▶ [Brief]: Return verbatim the rows starting at the first row and ending at the row that contains "positive clicks: (25, 97) (11, 96)", both ends included.

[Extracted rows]
=== Begin Enclosure ===

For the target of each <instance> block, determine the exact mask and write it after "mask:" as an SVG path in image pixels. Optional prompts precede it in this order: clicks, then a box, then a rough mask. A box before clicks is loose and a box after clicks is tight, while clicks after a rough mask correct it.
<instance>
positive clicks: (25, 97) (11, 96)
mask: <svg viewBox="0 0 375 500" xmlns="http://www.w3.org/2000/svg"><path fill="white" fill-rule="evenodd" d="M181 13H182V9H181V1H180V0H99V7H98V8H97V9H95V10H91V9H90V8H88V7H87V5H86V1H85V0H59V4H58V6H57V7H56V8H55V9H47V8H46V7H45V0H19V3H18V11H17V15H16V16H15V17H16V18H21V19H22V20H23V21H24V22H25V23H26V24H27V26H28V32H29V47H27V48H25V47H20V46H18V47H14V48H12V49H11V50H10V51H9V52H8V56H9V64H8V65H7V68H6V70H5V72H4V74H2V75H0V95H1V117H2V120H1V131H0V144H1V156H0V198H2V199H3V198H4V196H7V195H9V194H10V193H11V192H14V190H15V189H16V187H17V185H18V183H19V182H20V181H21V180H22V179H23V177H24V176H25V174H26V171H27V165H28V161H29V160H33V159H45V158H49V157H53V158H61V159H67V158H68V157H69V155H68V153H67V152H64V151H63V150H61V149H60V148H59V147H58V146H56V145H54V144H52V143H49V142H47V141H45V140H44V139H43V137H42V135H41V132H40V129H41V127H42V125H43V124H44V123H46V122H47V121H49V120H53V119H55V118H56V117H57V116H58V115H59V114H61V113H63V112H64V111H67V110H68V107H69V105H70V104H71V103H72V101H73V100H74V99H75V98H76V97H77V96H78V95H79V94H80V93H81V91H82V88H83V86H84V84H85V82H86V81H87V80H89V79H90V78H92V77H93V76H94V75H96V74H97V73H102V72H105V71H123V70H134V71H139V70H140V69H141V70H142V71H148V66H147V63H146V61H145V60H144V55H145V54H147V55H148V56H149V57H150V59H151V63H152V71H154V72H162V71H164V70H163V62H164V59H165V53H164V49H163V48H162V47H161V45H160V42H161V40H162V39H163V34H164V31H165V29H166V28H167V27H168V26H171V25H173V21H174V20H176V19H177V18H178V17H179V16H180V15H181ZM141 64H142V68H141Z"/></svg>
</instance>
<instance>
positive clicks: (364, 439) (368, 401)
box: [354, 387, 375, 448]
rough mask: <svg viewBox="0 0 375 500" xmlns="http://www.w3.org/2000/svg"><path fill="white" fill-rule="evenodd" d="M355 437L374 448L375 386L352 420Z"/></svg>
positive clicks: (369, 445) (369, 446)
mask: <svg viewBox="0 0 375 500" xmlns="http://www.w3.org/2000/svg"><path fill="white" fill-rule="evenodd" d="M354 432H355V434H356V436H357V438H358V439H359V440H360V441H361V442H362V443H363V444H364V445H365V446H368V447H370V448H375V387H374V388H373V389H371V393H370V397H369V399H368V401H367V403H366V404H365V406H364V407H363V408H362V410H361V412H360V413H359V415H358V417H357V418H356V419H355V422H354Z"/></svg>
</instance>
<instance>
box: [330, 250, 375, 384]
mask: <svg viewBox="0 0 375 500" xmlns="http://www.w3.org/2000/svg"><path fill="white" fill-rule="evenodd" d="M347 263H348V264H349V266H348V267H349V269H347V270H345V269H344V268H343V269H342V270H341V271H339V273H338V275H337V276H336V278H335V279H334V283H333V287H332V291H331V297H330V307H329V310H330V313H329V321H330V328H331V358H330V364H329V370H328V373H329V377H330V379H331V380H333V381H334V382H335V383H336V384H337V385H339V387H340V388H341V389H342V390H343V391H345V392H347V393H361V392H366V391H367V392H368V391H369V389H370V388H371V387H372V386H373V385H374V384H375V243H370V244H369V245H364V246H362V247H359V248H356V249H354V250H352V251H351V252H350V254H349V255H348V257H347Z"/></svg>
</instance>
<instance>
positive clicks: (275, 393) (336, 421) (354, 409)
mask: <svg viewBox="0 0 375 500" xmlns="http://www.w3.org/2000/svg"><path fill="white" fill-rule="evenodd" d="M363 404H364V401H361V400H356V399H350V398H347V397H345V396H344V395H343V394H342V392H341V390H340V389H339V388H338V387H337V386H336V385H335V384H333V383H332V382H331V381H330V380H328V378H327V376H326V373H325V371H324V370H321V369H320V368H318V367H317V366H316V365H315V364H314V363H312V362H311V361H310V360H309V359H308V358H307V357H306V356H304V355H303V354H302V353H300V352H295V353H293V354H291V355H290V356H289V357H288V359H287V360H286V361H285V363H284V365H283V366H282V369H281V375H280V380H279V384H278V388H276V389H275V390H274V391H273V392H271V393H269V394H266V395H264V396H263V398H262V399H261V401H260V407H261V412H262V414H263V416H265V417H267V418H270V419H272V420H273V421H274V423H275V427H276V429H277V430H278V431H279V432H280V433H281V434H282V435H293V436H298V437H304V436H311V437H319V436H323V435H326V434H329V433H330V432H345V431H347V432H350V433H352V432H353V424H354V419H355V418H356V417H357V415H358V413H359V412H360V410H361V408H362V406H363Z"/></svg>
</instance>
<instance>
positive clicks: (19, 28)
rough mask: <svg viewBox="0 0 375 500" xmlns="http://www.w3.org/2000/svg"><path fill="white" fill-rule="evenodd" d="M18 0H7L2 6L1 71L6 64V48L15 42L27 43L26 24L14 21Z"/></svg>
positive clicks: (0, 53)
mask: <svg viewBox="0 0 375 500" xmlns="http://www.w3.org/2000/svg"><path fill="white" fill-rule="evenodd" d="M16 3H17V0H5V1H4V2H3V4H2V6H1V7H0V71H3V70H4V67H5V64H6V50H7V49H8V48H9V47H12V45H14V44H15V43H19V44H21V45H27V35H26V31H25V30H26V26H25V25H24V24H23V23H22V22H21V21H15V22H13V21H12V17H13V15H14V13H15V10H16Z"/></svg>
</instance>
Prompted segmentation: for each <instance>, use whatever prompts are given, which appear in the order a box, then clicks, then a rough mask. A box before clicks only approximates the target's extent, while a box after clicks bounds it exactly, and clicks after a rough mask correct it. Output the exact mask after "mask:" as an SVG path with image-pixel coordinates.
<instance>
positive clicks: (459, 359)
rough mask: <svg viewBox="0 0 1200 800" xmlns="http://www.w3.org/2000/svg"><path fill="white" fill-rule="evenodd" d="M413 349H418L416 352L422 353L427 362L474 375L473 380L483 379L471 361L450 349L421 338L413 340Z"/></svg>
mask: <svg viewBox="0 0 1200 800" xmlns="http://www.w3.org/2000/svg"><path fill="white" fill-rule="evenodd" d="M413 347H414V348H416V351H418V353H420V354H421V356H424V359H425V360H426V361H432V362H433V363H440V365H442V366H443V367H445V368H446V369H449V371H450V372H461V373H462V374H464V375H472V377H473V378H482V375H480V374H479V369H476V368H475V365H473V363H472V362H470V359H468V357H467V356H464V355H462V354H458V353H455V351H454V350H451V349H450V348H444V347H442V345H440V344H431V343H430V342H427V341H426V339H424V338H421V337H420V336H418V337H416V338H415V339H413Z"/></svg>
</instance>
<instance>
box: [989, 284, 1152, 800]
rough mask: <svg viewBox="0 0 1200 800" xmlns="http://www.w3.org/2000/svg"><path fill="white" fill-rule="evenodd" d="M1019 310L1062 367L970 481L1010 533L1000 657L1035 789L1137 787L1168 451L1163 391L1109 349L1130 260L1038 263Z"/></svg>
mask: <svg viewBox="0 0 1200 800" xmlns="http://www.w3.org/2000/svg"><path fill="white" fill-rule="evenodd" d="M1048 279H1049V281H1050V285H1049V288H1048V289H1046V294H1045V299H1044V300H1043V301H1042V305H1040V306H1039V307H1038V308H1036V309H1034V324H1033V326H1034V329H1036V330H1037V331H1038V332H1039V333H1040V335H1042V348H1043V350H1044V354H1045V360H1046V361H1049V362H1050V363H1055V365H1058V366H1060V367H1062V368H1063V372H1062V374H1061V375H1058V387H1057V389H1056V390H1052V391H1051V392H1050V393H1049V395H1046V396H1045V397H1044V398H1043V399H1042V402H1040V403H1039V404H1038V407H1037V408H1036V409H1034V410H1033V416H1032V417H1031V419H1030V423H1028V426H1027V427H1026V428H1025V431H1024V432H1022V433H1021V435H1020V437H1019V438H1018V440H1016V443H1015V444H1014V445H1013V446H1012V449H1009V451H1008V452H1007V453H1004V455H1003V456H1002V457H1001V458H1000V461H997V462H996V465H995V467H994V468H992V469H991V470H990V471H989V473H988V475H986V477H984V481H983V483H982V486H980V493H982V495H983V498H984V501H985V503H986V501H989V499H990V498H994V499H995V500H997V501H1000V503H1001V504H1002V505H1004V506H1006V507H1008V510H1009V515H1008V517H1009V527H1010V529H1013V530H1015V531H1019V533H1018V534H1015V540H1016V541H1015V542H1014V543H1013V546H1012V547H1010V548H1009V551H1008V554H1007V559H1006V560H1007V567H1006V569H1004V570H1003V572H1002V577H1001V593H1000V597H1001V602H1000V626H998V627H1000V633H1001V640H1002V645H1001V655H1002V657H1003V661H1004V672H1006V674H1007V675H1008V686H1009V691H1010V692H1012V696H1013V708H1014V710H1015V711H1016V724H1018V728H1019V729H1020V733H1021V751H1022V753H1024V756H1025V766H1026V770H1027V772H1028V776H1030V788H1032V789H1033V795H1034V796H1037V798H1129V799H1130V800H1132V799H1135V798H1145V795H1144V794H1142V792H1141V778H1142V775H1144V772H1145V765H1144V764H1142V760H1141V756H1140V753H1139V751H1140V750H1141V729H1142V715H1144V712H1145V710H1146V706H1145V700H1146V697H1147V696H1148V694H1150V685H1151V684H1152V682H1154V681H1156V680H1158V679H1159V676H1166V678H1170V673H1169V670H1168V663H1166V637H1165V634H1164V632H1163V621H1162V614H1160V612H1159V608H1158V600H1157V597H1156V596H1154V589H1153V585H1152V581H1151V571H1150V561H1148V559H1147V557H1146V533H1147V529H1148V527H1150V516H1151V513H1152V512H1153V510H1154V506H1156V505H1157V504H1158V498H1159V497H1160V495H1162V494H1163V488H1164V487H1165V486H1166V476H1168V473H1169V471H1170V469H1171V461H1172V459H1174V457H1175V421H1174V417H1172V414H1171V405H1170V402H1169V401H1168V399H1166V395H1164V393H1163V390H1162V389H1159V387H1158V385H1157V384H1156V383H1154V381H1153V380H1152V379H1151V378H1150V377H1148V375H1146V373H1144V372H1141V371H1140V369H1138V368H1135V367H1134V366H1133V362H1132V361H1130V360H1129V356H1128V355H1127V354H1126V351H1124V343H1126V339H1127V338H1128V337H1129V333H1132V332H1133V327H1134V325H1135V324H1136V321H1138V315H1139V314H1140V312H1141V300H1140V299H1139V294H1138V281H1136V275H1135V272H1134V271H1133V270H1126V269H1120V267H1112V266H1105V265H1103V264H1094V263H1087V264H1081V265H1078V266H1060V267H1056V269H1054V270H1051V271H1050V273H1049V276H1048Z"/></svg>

=== End Enclosure ===

▶ [Written answer]:
For the target of each <instance> block, determine the exact mask and write it after "mask:" as an SVG path in image pixels. Optional prompts precede it in this order: clicks, then a box, then a rough mask. A box before clicks is loose and a box after clicks is tight, while clicks after a rough mask correct it.
<instance>
positive clicks: (25, 97) (11, 96)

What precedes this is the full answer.